● AIM
Rewrite the lines below with "lion mascot" changed to "bear mascot" and nothing else altered. Leave the pictures out of your version.

[Excerpts of pointing data]
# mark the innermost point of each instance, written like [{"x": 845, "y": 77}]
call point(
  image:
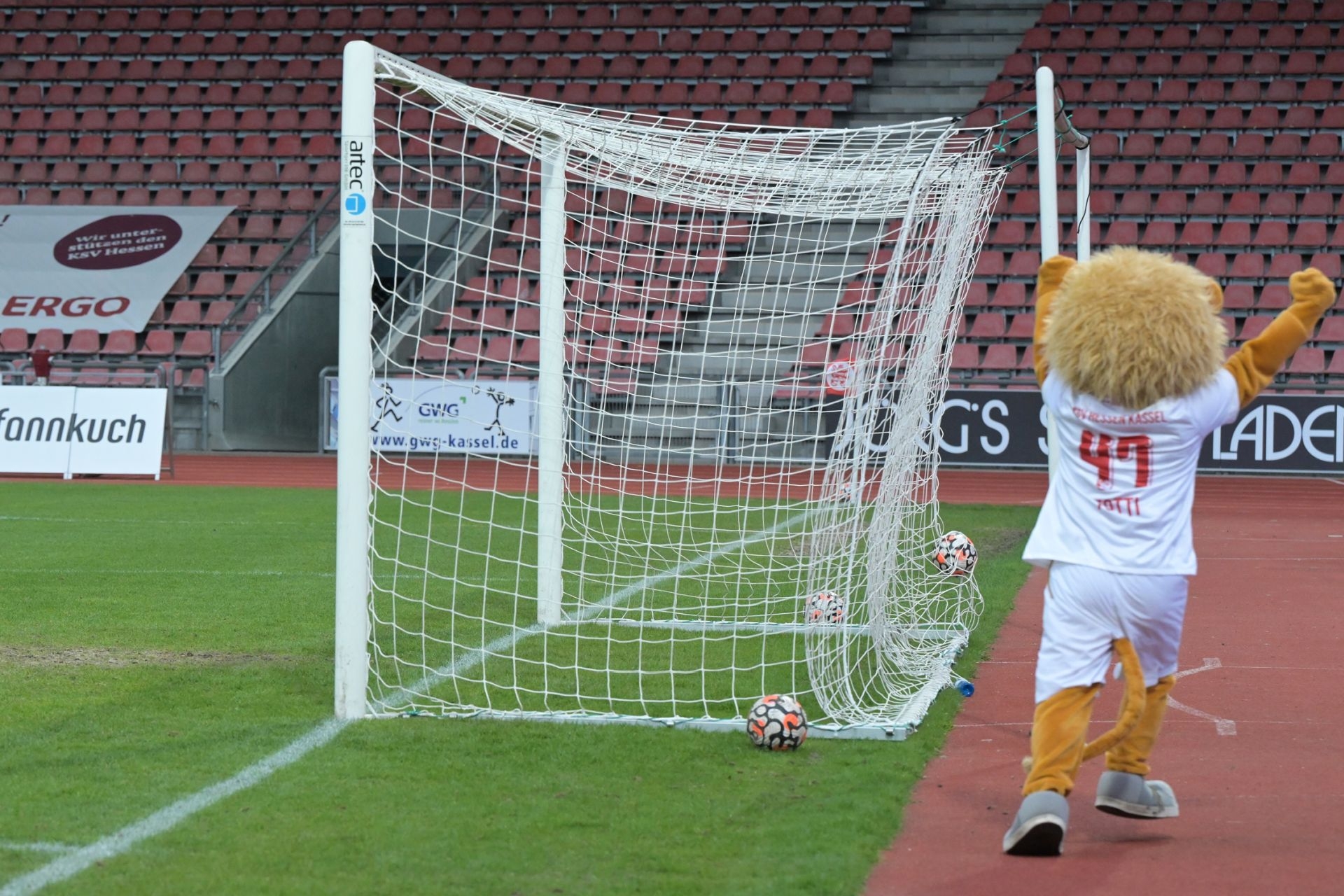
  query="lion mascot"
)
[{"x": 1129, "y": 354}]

● SOLUTION FOR THIS EXERCISE
# mark the innermost point of each instance, written like [{"x": 845, "y": 77}]
call point(
  image:
  query="bear mascot"
)
[{"x": 1129, "y": 354}]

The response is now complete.